> _WHAT TO DO_
Type out each record word for word. Pictures stay out.

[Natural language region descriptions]
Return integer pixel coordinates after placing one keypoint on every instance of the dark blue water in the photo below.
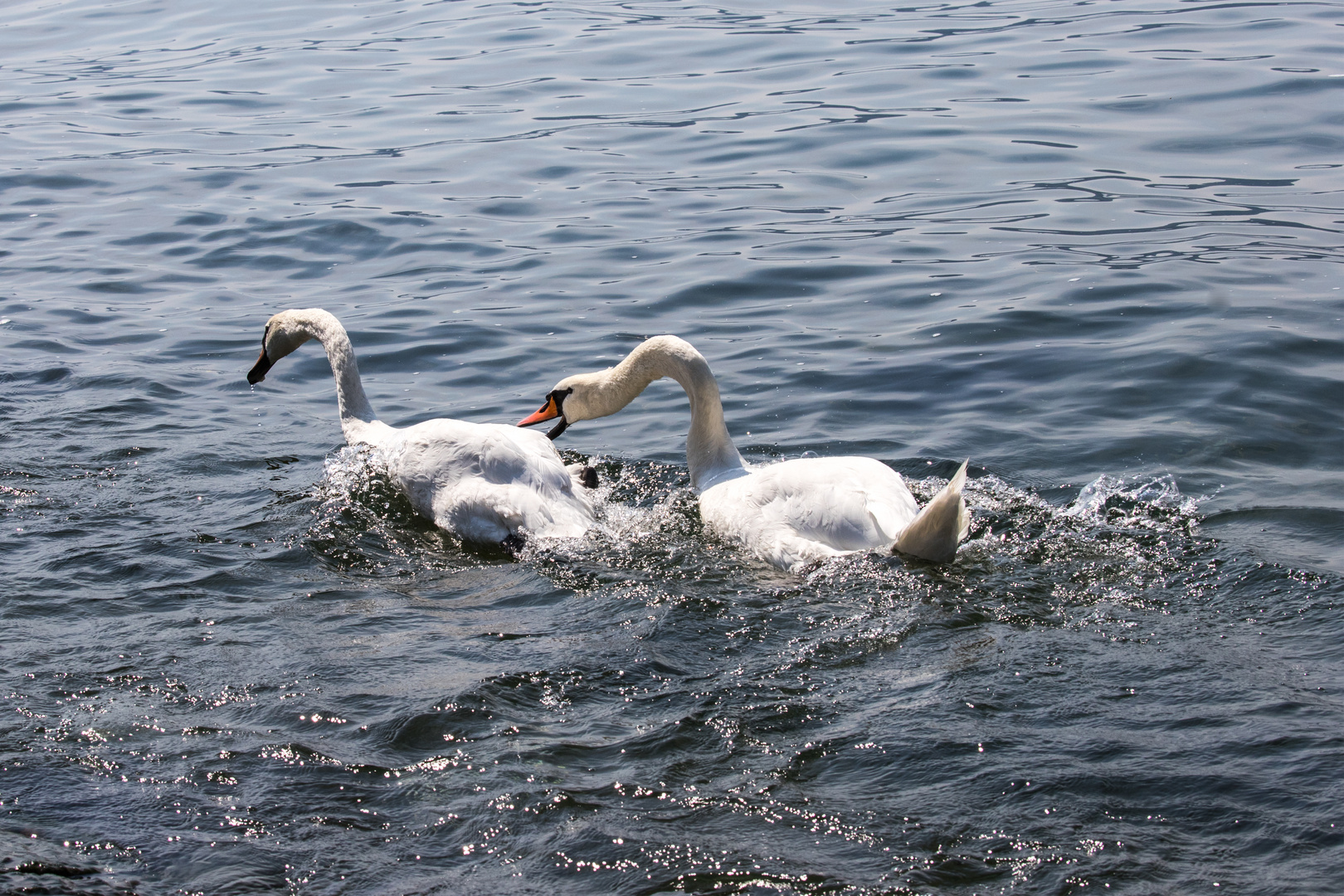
(1093, 246)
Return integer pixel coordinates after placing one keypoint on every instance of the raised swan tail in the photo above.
(941, 524)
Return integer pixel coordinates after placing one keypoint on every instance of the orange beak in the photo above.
(548, 412)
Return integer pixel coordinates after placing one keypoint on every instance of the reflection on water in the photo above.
(1092, 247)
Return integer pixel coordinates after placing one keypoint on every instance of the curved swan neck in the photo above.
(357, 414)
(709, 449)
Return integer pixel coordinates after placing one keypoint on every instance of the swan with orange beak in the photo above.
(791, 514)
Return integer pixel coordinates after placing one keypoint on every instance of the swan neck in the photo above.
(357, 414)
(709, 448)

> _RESPONSE AREA_
Return integer pixel coordinates after placing one keypoint on every instance of the dark blue water in the photo below.
(1093, 246)
Return integer pixel coordinates after placing one keypoint on every instance of the raised swan tail in the photo above.
(941, 524)
Return integer pixel coordinates after placing one keypoint on every instance of the orange beak in the photo above.
(548, 412)
Return integer pixel coordinates after placing one keypoint on every instance of the reflection on water in the photo above.
(1092, 247)
Return integer pixel coordinates after placing one keypoint on every instance of the curved swan neck in the photo above.
(357, 414)
(709, 449)
Return integer pixel coordinates after placing one keypoint on every instance of the swan with orange beak in the photo above.
(791, 514)
Return integer pixel coordinates after placing one keypoint on every instance of the swan neck in the photo above.
(357, 414)
(709, 448)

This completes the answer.